**Task prompt:** Once you find the line containing "Where can you find the white trim", set down exactly that line and every one after it through the end of the listing below, with both ends included and any pictures omitted.

━━━━━━━━━━━━━━━━━━━━

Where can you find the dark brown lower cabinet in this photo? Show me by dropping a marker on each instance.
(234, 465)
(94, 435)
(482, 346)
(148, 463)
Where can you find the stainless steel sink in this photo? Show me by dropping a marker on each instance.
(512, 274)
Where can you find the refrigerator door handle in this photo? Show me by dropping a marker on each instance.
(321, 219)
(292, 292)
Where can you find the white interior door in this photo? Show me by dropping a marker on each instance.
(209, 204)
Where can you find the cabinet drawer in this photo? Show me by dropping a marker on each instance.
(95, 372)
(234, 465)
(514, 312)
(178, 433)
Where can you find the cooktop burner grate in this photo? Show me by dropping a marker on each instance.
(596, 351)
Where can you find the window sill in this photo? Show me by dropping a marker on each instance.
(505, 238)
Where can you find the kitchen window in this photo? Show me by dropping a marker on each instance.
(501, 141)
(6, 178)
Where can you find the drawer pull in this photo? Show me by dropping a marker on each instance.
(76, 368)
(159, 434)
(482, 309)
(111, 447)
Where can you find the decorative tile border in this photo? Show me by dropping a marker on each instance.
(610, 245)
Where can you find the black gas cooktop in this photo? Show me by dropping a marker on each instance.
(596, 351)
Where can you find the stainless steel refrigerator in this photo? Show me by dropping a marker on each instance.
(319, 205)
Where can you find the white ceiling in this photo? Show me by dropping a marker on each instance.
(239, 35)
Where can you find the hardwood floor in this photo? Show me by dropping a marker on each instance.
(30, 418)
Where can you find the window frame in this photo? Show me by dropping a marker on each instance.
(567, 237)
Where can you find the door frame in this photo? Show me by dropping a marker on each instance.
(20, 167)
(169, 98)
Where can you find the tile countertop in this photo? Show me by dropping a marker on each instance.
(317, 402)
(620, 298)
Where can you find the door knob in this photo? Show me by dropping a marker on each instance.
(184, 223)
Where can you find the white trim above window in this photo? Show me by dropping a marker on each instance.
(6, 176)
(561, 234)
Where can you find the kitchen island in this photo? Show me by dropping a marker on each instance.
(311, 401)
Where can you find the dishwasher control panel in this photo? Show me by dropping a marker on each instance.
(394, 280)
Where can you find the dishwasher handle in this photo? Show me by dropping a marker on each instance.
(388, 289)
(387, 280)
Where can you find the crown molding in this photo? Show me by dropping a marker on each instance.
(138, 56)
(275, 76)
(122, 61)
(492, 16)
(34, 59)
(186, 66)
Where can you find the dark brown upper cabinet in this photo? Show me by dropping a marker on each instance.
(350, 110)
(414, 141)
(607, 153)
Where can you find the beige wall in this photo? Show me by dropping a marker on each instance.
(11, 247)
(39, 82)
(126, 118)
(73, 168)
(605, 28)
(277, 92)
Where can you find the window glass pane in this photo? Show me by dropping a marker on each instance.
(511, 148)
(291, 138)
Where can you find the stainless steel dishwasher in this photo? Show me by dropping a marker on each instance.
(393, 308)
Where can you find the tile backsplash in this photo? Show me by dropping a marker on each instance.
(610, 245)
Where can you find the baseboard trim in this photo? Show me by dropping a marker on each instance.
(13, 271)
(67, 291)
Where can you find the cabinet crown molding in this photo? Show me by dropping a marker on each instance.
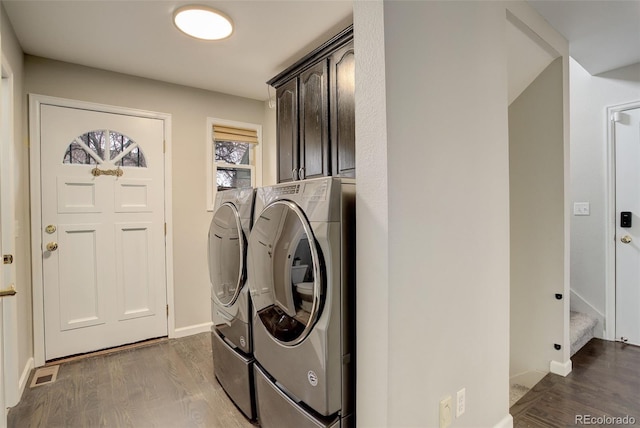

━━━━━━━━━━━━━━━━━━━━

**Task response:**
Where can you find the white trim above window in this photo? Show me by dropping a marker on each instance.
(6, 176)
(561, 234)
Where can you find the kitchen island in this photo? Show me by dropping a marker on each instance.
(311, 401)
Where can you find the dishwasher control panel in this photo? Show me by dropping a marker on each instance.
(394, 280)
Where can you find the dishwasher handle in this photo? Show me by dropping a marker on each instance.
(388, 289)
(387, 280)
Where can you find the crown molding in this photo? Show me by dropping a marker on each instance.
(138, 56)
(275, 76)
(122, 61)
(492, 16)
(34, 59)
(186, 66)
Where can you find the dark brown upper cabinet in this photo? Show me by dropping a marker on each instance.
(350, 110)
(414, 141)
(607, 153)
Where can you find the beige wall in this photo? Show me by dropping a marker on each instance.
(11, 247)
(39, 82)
(126, 118)
(73, 168)
(605, 28)
(277, 92)
Where can you find the window glass pane in this photo? Show me by dropping a marker on each instance.
(511, 148)
(291, 138)
Where can you find the stainless steel dishwasher in this photo? Show me by dropping a marker on each instance.
(393, 308)
Where can you find the tile backsplash in this photo? Show me by dropping a marker on each instance.
(610, 245)
Where can you find the baseboard trim in this photo? Show me by dropping a marker on each instance.
(13, 271)
(67, 291)
Where can you find the cabinet crown molding in this photo? Show me by dropping a marker on each instance.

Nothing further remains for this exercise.